Exercise text:
================================
An Irresponsible Age
Lavinia Greenlaw Fourth Estate, 328pp, £16.99
ISBN 0007156294
Tolstoy said that all happy families are alike, and where a certain type of clever, untidy, upper-middle-class British family is concerned, he was right on the money. In this kind of family, which often considers itself startlingly unique, the inevitable carefree childhood has a sell-by date - if left to carry on too long, it curdles. Unless the adult siblings can move away from their spooky games and the rituals that have calcified over the years, they will find themselves in a cul-de-sac of bewilderment, wondering why the old certainties are no longer certain.
In her second novel, Lavinia Greenlaw swoops down upon just such a family to chart its disintegration and rebirth. The year is 1990, "the end of a pugnacious decade and the tail end of a particularly long century". The Clough siblings have grown up amidst the tasteful decay of a crumbling country house. Two of them now live in a similarly crumbling housing-association property in London. Fred (the eternal baby of the family) works in the City, but has no idea what to do with the money he makes. Juliet works in a trendy gallery. Carlo is a doctor who cuts up dead bodies. Clara is trying to paint while she raises small children. Tobias is a failed architect, and is working as a despatch rider to support his wife and child.
It is the sudden death of Tobias that triggers the crisis. The Clough parents, never more than shadowy figures, fail to rise to the challenge of healing the breach. Grief sends them into retreat, almost as if they had died, too. The remaining siblings are left treading water, trying to make some sense of their fractured identity. "How would you feel," demands Juliet, "if your brother was killed and your parents decided that instead of helping you to get through Christmas, they would bugger off?"
Juliet is the main focus of the novel. At the time of her brother's death, her life is defined by physical pain: a mysterious, immobilising pain that she can never get properly acknowledged, let alone diagnosed. In the saddest scene of the book, she asks her doctor father for help, and he gently begs her to ignore the pain and not to worry her mother. Juliet is about to start a teaching job in America, but has in the meantime fallen in love with a man called Jacob Dart, whom she first hears through the wall of her office making nasty phone calls to his estranged wife. Before she lays eyes on him, she knows that any woman would be a fool to trust him, and she duly flings herself at him like a lemming. Jacob's interest is piqued by Juliet's flight to the US, and he follows her. They live together in a charming little house in the woods, and are very happy as long as they don't consider the future. None of the Cloughs likes looking ahead. In the aftershock of their brother's death, they are all running like mad to stay in the same place.
The point of it all appears to be that refusing to break away from the family identity cripples your emotions and messes up your life. In London, babyish Fred is having a peculiar relationship with a rather barking Sloane named Caroline. Carlo, who is gay, is plunged into a terrible state of confusion when he actually meets the man of his dreams. And Clara, after a dodgy brush with troublesome Jacob while painting his portrait, is forced to re-evaluate her tired marriage.
None of it is surprising, but you can always tell a good cook by her skill with standard ingredients. Greenlaw is a writer of wonderful elegance and detachment. She treats her reader as an invisible observer, simply flinging you into the midst of the family with the minimum of explanation. She is uncannily aware of the freakishness of adult siblings when they revert to pack behaviour. This is a novel about the difficulty of growing out of a happy childhood, and eventually having to be blasted out of it with dynamite.
Above all, An Irresponsible Age is terrifically funny; how could it be otherwise? This is Festen with the edges softened, transferred to the Home Counties. "Well we've burnt half the furniture and plundered the heirlooms," says Fred, after the disintegration of the family home. "Who wants cheese on toast?"
================================
Dataset entries:
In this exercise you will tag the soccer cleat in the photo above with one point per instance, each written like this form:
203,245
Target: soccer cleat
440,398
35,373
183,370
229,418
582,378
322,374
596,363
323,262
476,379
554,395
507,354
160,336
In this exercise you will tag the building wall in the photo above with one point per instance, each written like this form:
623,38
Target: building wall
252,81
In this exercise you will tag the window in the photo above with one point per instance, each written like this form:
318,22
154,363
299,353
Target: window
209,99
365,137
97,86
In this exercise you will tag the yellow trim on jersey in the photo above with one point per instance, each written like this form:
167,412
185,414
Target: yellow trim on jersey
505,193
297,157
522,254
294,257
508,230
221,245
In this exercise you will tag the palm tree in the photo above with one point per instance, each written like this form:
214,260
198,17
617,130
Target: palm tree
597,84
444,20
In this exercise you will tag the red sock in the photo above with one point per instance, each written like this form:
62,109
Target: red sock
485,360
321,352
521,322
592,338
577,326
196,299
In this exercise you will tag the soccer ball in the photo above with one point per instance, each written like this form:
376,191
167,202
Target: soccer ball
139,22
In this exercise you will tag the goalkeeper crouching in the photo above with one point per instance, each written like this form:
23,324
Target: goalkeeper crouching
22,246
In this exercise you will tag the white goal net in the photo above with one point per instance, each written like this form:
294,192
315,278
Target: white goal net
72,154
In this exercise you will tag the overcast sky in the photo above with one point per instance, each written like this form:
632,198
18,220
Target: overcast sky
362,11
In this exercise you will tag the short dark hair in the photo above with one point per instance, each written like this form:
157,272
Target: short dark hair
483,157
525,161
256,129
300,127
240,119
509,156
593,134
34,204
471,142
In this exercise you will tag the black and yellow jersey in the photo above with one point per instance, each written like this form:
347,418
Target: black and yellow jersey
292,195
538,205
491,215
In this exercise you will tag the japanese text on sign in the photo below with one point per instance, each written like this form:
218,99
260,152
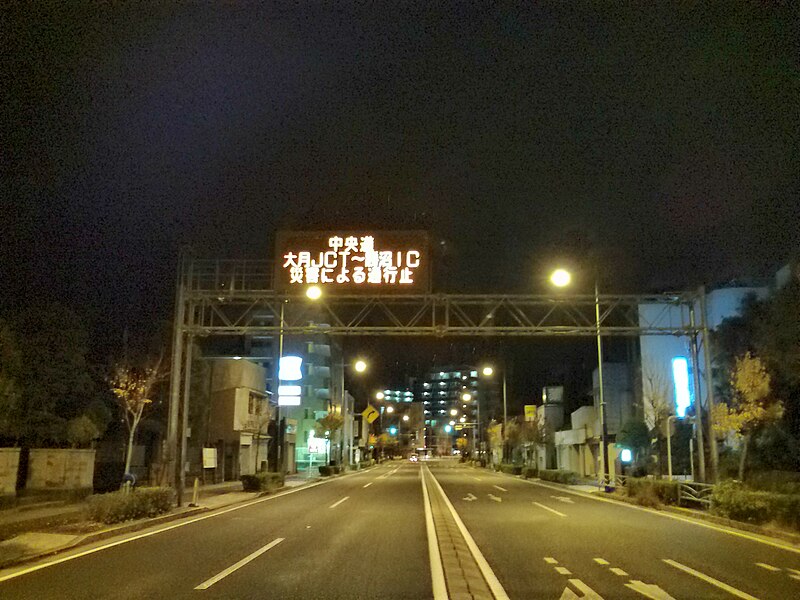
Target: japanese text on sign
351,261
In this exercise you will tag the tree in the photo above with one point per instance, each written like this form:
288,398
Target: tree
132,387
751,406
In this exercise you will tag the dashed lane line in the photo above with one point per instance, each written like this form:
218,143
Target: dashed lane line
708,579
552,510
337,503
223,574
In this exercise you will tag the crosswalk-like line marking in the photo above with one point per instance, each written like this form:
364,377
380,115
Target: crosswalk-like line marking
708,579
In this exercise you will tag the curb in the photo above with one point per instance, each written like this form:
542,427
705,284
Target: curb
786,536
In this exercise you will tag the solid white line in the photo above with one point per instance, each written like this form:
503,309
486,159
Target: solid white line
550,509
437,571
210,515
709,579
768,542
209,582
486,570
335,504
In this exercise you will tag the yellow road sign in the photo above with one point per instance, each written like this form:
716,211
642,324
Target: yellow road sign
370,413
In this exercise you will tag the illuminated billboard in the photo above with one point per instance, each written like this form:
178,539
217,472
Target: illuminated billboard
351,262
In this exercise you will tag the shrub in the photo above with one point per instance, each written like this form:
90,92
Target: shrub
116,507
559,476
653,491
262,482
731,499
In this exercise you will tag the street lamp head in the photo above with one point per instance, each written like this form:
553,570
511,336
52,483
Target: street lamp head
560,278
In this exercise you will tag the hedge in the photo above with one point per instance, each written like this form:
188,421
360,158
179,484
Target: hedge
116,507
559,476
732,500
653,491
262,482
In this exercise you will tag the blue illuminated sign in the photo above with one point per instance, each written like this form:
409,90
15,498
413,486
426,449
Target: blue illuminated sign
680,381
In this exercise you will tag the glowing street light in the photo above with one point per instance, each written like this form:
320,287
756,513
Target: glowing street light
560,278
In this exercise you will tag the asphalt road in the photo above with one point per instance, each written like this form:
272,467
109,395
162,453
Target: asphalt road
368,535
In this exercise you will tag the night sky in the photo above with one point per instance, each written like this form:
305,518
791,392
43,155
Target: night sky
661,139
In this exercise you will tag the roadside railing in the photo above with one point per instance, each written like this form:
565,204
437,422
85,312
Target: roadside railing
695,492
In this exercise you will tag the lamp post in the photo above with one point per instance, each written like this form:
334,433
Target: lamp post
562,278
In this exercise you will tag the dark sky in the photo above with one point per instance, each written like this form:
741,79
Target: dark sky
666,136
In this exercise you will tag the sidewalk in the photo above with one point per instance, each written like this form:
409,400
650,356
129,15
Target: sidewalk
34,531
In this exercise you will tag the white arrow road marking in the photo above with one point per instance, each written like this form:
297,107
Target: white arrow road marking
709,579
648,590
335,504
209,582
550,509
563,499
588,593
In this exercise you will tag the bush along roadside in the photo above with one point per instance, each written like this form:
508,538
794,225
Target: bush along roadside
734,501
262,482
116,507
652,492
559,476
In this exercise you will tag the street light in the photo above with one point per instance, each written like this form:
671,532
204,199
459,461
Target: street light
562,278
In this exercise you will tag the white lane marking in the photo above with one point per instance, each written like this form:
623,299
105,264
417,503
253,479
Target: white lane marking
709,579
563,499
649,590
210,515
335,504
667,515
588,593
491,579
437,571
550,509
222,575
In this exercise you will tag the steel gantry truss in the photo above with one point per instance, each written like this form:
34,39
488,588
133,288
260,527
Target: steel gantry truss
236,297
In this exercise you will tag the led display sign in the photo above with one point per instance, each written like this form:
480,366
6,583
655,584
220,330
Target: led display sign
352,262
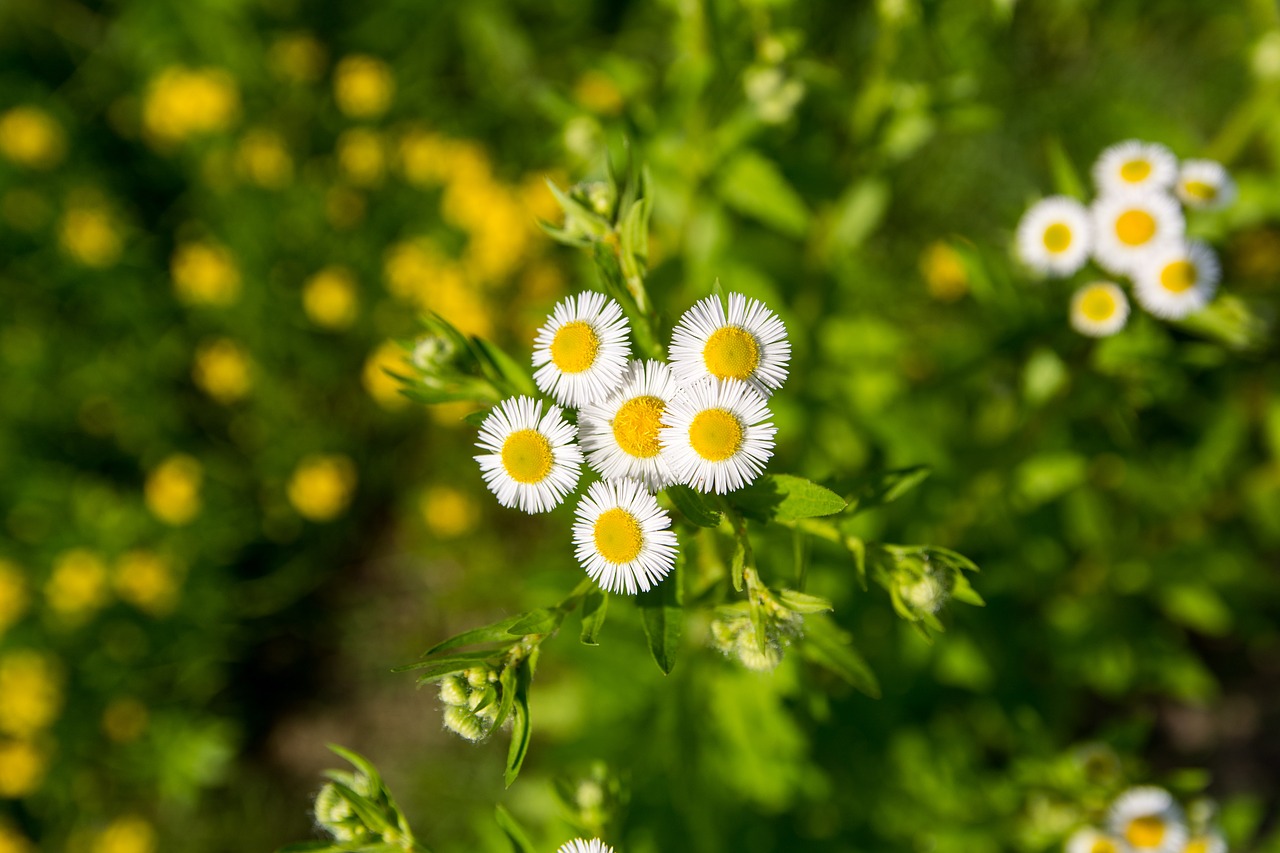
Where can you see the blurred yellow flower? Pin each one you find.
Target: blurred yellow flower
(77, 584)
(362, 86)
(22, 769)
(124, 720)
(184, 101)
(13, 594)
(329, 297)
(448, 512)
(297, 56)
(264, 159)
(205, 274)
(128, 834)
(382, 387)
(361, 156)
(88, 235)
(147, 580)
(223, 370)
(321, 486)
(944, 272)
(173, 489)
(31, 693)
(31, 137)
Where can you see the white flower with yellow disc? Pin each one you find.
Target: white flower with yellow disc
(749, 343)
(581, 351)
(531, 460)
(717, 436)
(1148, 820)
(1128, 227)
(1176, 279)
(1205, 185)
(1054, 236)
(1134, 165)
(621, 436)
(624, 538)
(1098, 309)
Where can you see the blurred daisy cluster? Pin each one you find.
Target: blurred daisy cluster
(1136, 229)
(1150, 820)
(700, 420)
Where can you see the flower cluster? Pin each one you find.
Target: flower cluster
(700, 420)
(1148, 820)
(1134, 228)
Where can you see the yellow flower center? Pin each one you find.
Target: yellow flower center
(1136, 170)
(1057, 237)
(1200, 190)
(575, 346)
(731, 354)
(1147, 830)
(1178, 277)
(1136, 227)
(1097, 304)
(526, 455)
(636, 425)
(716, 434)
(617, 536)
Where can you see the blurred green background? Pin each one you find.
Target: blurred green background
(220, 524)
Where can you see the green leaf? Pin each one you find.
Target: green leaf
(595, 605)
(755, 187)
(521, 728)
(693, 506)
(782, 497)
(830, 647)
(513, 831)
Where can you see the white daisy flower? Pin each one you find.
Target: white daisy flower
(1134, 165)
(581, 351)
(717, 436)
(621, 436)
(533, 461)
(1205, 185)
(749, 343)
(1092, 840)
(1148, 820)
(1176, 279)
(583, 845)
(1054, 236)
(624, 538)
(1098, 309)
(1128, 226)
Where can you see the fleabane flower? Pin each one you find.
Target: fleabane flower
(1134, 165)
(531, 460)
(717, 436)
(1176, 279)
(1148, 820)
(583, 845)
(624, 538)
(1127, 227)
(1098, 309)
(621, 434)
(1054, 236)
(1092, 840)
(749, 343)
(581, 351)
(1205, 185)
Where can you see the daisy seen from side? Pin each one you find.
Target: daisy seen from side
(531, 461)
(718, 436)
(622, 434)
(581, 351)
(1176, 279)
(624, 539)
(1055, 236)
(748, 343)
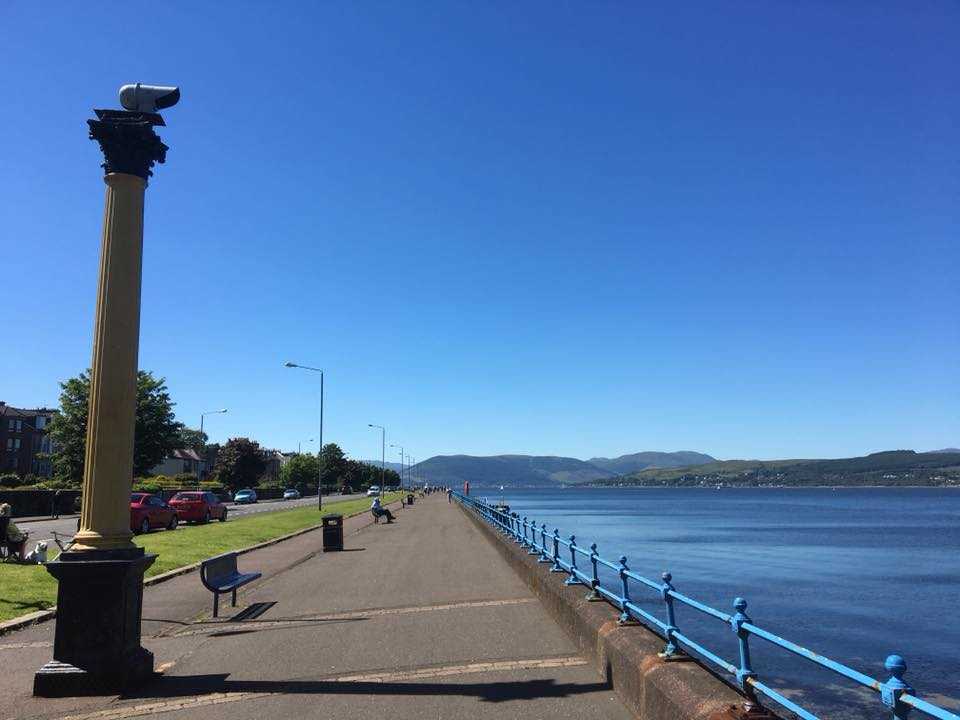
================================
Questions:
1 – Say whether each statement agrees with the review, answering yes or no and quoting the words of the review that decide it. (a) When Juliet asks her father for help with her pain, he asks her to ignore it. (b) Tobias is a doctor who cuts up dead bodies. (c) The novel is set in 1990.
2 – Duplicate the passage of the review starting at "The point of" and ending at "her tired marriage.".

Numbered answers:
1 –
(a) Yes: "he gently begs her to ignore the pain and not to worry her mother."
(b) No: "Carlo is a doctor who cuts up dead bodies."
(c) Yes: "The year is 1990"

2 –
The point of it all appears to be that refusing to break away from the family identity cripples your emotions and messes up your life. In London, babyish Fred is having a peculiar relationship with a rather barking Sloane named Caroline. Carlo, who is gay, is plunged into a terrible state of confusion when he actually meets the man of his dreams. And Clara, after a dodgy brush with troublesome Jacob while painting his portrait, is forced to re-evaluate her tired marriage.